=== DATA SUPPLIED ===

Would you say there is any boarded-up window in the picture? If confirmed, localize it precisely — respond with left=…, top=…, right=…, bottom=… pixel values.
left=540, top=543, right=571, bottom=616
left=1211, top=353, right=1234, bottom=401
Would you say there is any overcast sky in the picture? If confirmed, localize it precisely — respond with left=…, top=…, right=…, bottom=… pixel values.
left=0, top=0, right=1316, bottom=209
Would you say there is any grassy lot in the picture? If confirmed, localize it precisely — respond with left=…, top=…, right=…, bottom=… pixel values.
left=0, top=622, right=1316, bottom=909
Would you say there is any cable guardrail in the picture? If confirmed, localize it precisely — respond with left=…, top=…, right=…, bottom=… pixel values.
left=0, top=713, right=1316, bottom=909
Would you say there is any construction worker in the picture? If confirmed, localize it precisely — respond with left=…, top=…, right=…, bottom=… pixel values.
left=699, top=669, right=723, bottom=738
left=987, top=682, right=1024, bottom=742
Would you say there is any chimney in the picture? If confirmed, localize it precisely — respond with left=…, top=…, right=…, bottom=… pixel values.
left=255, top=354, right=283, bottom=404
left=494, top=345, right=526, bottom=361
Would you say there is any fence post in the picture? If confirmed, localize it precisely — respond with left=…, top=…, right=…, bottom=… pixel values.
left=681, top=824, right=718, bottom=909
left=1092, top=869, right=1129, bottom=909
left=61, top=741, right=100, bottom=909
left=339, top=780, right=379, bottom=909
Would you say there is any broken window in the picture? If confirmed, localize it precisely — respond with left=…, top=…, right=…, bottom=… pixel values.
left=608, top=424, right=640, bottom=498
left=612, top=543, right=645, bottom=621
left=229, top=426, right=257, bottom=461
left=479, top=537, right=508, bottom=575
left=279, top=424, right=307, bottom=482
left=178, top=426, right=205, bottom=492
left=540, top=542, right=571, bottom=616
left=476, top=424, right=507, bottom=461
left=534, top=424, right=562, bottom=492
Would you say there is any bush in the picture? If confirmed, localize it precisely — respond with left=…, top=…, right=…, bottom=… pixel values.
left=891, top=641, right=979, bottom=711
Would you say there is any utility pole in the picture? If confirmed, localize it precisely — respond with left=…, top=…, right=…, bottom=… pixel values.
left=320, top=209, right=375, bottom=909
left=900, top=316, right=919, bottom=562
--
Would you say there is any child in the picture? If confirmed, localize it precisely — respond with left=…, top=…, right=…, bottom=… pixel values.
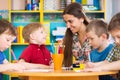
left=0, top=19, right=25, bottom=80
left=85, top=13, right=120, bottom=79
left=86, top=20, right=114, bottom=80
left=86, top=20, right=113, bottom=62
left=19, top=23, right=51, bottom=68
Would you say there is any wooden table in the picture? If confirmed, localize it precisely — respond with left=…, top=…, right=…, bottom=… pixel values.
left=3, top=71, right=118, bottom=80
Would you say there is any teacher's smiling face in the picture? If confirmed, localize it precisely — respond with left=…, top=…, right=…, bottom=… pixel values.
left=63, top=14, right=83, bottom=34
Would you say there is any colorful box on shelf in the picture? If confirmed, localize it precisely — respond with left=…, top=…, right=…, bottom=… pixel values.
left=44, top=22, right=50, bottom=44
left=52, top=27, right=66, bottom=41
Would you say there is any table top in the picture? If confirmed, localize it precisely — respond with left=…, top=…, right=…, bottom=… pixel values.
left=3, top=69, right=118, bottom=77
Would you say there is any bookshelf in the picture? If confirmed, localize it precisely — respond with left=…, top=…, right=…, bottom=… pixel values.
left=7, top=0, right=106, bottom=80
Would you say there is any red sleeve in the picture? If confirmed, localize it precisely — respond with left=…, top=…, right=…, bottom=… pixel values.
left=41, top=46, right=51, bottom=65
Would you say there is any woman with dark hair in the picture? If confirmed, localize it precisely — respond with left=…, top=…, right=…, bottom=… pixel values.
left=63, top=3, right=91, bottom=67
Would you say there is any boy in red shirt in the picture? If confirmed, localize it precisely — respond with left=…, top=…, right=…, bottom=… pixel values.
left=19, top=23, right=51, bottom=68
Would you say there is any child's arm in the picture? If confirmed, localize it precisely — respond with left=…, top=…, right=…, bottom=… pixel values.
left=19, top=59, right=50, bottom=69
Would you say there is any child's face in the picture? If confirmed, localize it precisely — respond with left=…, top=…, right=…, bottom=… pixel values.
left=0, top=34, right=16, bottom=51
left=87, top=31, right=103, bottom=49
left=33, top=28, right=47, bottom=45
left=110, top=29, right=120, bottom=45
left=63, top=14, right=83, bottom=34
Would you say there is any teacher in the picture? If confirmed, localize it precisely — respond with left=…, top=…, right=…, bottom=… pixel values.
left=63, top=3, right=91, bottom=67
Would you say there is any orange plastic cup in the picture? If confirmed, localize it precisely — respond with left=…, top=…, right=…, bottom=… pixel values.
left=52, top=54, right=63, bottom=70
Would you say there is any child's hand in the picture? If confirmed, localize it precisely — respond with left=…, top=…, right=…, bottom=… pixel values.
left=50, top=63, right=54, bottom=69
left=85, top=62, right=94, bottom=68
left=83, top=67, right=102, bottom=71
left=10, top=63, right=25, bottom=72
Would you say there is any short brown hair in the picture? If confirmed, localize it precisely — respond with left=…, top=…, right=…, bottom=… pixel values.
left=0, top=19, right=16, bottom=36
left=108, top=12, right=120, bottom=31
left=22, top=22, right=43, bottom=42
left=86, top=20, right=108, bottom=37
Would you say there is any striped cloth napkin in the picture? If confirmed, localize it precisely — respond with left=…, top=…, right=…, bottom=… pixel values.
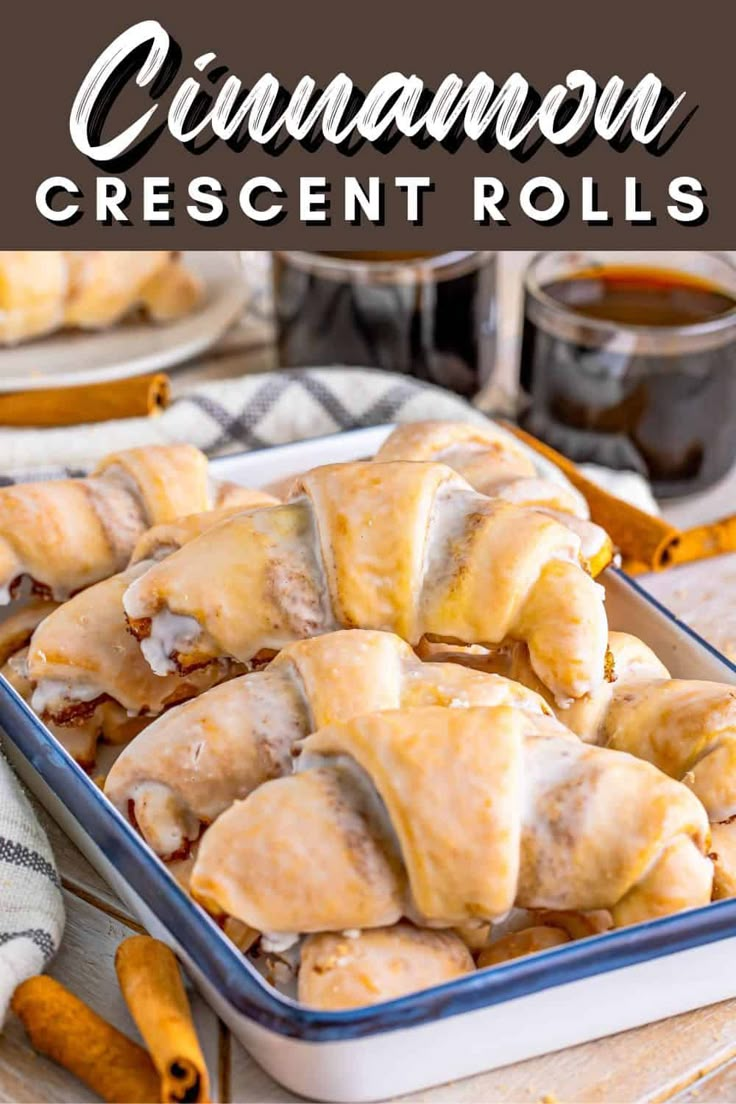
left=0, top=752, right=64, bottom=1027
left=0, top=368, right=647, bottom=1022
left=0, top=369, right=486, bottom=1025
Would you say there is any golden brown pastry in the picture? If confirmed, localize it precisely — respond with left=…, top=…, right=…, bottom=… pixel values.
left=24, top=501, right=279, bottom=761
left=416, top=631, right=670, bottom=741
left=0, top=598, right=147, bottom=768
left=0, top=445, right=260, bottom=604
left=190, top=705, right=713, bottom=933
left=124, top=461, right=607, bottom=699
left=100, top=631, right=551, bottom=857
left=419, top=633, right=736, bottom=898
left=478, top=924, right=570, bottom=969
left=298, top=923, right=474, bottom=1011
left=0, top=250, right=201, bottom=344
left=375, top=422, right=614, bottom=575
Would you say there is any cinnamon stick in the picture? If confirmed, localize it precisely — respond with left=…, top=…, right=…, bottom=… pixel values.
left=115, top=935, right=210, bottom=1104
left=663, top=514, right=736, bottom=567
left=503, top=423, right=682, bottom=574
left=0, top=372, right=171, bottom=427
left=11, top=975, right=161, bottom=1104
---
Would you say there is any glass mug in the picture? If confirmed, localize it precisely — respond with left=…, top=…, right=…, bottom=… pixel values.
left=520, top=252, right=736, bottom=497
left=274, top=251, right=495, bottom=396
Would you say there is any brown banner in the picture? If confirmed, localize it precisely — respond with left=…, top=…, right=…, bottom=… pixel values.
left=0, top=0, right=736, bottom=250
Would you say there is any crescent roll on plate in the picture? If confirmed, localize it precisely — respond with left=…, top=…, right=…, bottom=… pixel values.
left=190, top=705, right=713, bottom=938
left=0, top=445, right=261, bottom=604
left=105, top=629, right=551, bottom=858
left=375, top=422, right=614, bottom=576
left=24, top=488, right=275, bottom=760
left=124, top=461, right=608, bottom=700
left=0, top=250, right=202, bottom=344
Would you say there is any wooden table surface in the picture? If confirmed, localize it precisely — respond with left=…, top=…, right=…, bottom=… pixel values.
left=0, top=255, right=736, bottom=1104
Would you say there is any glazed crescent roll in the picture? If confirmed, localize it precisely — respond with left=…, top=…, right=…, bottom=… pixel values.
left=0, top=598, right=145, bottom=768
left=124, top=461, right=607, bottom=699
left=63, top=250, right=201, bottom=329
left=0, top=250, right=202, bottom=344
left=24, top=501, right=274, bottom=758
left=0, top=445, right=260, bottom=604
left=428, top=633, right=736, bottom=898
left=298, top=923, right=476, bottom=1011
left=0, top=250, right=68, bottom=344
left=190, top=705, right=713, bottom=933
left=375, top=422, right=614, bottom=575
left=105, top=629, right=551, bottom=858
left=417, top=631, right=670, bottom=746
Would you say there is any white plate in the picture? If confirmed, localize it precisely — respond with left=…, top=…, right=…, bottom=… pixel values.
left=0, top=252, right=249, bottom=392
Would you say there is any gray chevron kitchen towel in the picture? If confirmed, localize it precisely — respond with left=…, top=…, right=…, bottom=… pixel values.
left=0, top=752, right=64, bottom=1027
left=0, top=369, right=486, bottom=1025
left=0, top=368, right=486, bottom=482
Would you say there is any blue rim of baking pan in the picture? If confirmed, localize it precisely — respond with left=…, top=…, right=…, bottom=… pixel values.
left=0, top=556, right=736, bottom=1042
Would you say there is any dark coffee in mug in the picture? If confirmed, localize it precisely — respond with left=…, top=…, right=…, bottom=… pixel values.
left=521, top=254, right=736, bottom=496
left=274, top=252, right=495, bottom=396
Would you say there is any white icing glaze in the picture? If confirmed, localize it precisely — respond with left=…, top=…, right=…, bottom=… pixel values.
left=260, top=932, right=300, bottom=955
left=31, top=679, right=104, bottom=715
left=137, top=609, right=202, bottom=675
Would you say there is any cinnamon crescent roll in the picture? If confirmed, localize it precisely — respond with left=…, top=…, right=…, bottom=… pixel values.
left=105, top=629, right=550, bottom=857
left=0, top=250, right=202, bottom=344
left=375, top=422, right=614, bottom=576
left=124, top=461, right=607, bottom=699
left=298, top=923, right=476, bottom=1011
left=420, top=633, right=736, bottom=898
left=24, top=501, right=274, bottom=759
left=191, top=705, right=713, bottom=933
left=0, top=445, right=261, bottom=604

=== REQUIRED TASK ===
Write out the lines above, word for word, from the line with "Would you say there is any boarded-up" up to and including the line with "left=1211, top=353, right=1234, bottom=401".

=== TASK OUTPUT ===
Would you say there is any boarded-up window in the picture? If confirmed, localize it precisely — respond with left=…, top=…, right=…, bottom=… pixel values.
left=540, top=543, right=571, bottom=616
left=1211, top=353, right=1234, bottom=401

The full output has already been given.